Below are entries; copy exactly the lines from the one with "[bbox-request] logo on shirt" through the one with "[bbox-request] brick paver section", both included, and leave out the rest.

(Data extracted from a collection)
┏━━

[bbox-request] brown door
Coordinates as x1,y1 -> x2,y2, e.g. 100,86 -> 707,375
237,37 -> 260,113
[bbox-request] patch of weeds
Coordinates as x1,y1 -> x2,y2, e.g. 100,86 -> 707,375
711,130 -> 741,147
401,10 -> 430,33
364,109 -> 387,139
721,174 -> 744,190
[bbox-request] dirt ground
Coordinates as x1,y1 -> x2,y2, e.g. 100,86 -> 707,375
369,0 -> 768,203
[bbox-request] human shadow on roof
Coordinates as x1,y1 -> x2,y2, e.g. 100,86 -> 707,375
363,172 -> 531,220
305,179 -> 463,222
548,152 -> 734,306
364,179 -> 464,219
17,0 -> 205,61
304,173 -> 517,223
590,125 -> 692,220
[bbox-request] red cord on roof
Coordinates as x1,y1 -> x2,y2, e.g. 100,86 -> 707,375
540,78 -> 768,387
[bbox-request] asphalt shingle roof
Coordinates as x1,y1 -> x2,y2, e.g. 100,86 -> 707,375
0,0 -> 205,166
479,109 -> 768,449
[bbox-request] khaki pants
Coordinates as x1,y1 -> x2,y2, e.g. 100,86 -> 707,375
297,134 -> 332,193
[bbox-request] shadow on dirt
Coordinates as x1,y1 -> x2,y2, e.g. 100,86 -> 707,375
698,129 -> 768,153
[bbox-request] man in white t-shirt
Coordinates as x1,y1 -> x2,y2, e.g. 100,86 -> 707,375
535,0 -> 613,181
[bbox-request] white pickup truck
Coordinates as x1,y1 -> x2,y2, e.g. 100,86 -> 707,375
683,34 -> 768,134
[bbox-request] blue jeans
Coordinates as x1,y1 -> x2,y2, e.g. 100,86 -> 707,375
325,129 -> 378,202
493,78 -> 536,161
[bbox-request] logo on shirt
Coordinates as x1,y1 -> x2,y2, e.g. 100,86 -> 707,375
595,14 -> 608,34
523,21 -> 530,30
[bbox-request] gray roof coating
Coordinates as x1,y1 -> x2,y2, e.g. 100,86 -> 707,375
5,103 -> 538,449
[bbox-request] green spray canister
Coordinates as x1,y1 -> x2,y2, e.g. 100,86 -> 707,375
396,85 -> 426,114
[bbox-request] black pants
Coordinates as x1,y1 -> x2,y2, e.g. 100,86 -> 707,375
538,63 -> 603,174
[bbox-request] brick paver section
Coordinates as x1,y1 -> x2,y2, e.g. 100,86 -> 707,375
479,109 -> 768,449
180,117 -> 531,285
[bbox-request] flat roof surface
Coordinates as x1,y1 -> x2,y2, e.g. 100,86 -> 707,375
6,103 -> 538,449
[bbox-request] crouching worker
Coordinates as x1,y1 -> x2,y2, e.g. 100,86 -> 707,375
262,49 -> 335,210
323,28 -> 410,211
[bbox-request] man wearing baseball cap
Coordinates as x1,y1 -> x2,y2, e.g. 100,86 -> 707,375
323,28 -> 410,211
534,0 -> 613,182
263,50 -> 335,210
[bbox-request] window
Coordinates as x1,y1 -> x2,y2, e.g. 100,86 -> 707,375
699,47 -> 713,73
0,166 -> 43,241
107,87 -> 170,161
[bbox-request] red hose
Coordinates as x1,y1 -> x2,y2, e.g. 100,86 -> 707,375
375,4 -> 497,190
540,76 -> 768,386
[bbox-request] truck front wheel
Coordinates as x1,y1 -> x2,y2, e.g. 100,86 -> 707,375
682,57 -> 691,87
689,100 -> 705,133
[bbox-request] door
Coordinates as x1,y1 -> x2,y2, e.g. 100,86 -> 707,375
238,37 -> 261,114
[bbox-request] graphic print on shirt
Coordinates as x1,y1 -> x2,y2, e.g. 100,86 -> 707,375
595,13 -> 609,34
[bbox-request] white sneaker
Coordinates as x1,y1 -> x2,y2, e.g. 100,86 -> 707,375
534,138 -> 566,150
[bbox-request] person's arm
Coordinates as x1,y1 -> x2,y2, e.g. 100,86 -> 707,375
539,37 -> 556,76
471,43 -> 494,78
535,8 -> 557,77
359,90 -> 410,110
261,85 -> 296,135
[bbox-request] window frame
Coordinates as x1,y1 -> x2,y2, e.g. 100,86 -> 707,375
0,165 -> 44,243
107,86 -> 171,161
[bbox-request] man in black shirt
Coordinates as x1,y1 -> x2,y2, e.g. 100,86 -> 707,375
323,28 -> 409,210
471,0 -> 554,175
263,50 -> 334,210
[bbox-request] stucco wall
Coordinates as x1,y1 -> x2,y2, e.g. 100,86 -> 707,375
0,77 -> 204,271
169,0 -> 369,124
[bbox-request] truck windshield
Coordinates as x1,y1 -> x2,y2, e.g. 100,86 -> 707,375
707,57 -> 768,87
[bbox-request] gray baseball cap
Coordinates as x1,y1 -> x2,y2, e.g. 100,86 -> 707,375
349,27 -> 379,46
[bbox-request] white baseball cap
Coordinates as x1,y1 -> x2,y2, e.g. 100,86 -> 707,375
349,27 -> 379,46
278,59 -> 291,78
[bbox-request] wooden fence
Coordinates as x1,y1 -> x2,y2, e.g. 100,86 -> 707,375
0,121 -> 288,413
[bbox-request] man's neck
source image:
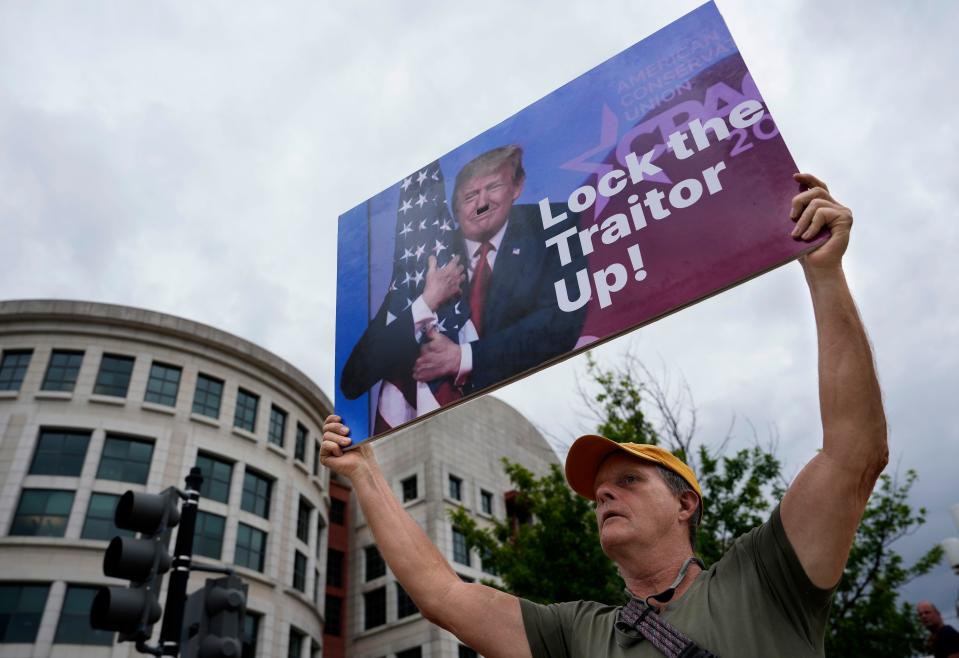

┗━━

SOLUTION |
[bbox-request] logo on shirt
Coordinates as x1,y1 -> x2,y2, e.g. 100,86 -> 707,375
595,14 -> 608,34
523,21 -> 530,30
[bbox-request] gray roof coating
Coordinates as x1,y1 -> x2,y2, e.g. 100,86 -> 707,375
5,103 -> 538,449
[bbox-request] green spray canister
Coordinates as x1,y1 -> x2,y2, e.g. 100,86 -> 707,375
396,85 -> 426,114
[bbox-request] black pants
Coordinates as x1,y1 -> x2,y2, e.g. 100,86 -> 707,375
538,63 -> 603,174
[bbox-request] brick paver section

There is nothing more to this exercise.